TASKS FOR THIS EXERCISE:
(A) According to the excerpted text below, which two sugars make up sucrose, and in what proportion?
(B) List every sweet substance or drink that the excerpted text below says contains both glucose and fructose.

EXCERPTED TEXT:
────────

Philosophically, I much prefer the “eat less, move more, eat lots of fruits and vegetables, and don’t eat too much junk food” approach. Because there are so many different nutrients to keep track of, and because foods have nutrients in different proportions, eating lots of different kinds of relatively unprocessed foods takes care of nutritional needs. Keeping junk foods (highly processed by definition) to a minimum means that you don’t have to worry about the nutritional details and can enjoy what you eat.

Thanks for asking!

Aug 10 2007

Sugars: Fructose v. Glucose v. Sucrose

Today’s question: “From what I’ve read about high fructose corn syrup, the bad-for-you part about it (in addition to the high quantities people consume at once, like in a 20 oz coke) is the fructose. Is fructose the real evil, and if so, then aren’t foods like fruit juices bad as well?”

Today’s answer: I deal with this vexing question in the Sugar(s) chapter of What to Eat. The problems (and I’m not convinced they are very serious) of fructose depend on what you compare it to. Sucrose, the white stuff in sugar bowls, is a double sugar made of glucose and fructose, 50% each. Corn sweeteners are also glucose (42%) and fructose (55%). I’m not convinced the body can tell them apart. Fruit juices also have glucose and fructose. If you compare the metabolism of fructose to glucose, there are differences, but I think the problems are with quantity, not quality. A little sugar makes foods taste good; a lot adds calories that nobody needs these days. From the standpoint of calories, fruit juice has just as many as soft drinks so a little goes a long way even though it is a healthier alternative.

Aug 9 2007

Better Nutrition Labels?

Today’s question (see Vending Machines post): “I was looking at the Nutrition Facts Label on a bag of carrots today…If I read this label and compare it to packaged foods, the carrots really don’t look all that healthy. And yet I know they are. I have the same experience with apples and with other fruits and vegetables. What needs to be added and changed on the Nutrition Facts panel so that this makes more sense? Has anyone done a blind study of nutrition labels, having people compare them side-by-side and see which food they believe is more healthy without knowing what the food is, but from the label alone?”

────────

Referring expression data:
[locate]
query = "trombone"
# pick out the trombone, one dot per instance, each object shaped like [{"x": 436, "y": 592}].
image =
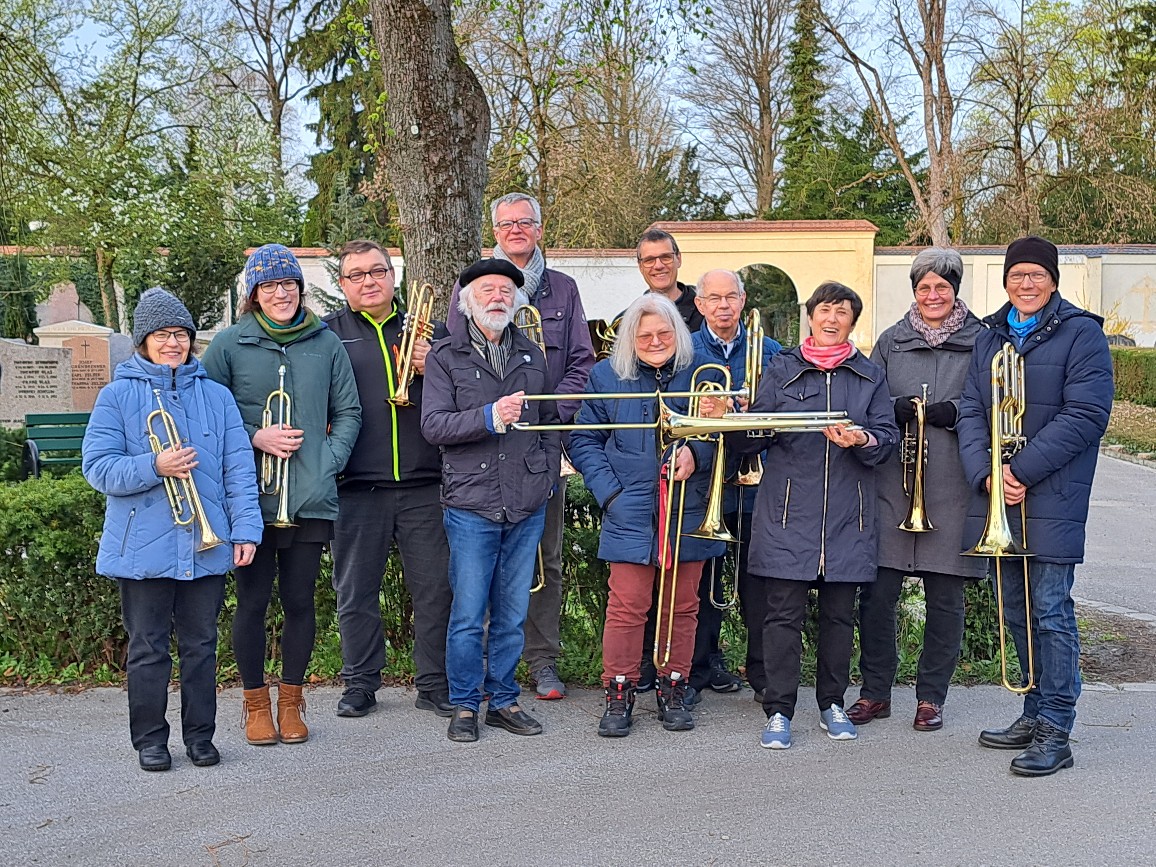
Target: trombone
[
  {"x": 275, "y": 471},
  {"x": 419, "y": 326},
  {"x": 913, "y": 453},
  {"x": 184, "y": 498},
  {"x": 1008, "y": 406}
]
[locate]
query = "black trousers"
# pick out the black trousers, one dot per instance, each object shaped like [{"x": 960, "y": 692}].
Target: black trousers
[
  {"x": 295, "y": 568},
  {"x": 751, "y": 604},
  {"x": 786, "y": 610},
  {"x": 153, "y": 610},
  {"x": 369, "y": 524},
  {"x": 942, "y": 634}
]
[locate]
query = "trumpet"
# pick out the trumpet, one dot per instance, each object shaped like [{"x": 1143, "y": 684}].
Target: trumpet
[
  {"x": 997, "y": 541},
  {"x": 184, "y": 498},
  {"x": 275, "y": 471},
  {"x": 419, "y": 326},
  {"x": 913, "y": 453}
]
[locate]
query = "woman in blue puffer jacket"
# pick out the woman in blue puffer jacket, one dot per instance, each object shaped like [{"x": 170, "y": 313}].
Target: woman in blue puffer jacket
[
  {"x": 167, "y": 585},
  {"x": 621, "y": 468}
]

────────

SOLUTION LIST:
(A) Sucrose is made of glucose and fructose, 50% each.

(B) Sucrose, corn sweeteners, fruit juices